(Data lines)
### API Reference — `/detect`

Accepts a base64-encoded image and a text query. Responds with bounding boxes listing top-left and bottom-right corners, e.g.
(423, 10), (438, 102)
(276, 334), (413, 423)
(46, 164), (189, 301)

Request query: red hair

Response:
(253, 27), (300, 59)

*AIM*.
Output every line of the data above as a numbered list, leaving out the blank lines.

*OUTPUT BELOW*.
1. ### API Reference — `/detect`
2. Accepts a base64-encoded image and a text query. Responds with bounding boxes listing top-left and bottom-right corners, e.g.
3. (423, 10), (438, 102)
4. (276, 334), (413, 423)
5. (46, 164), (189, 301)
6. Request query: red hair
7. Response:
8. (253, 27), (300, 59)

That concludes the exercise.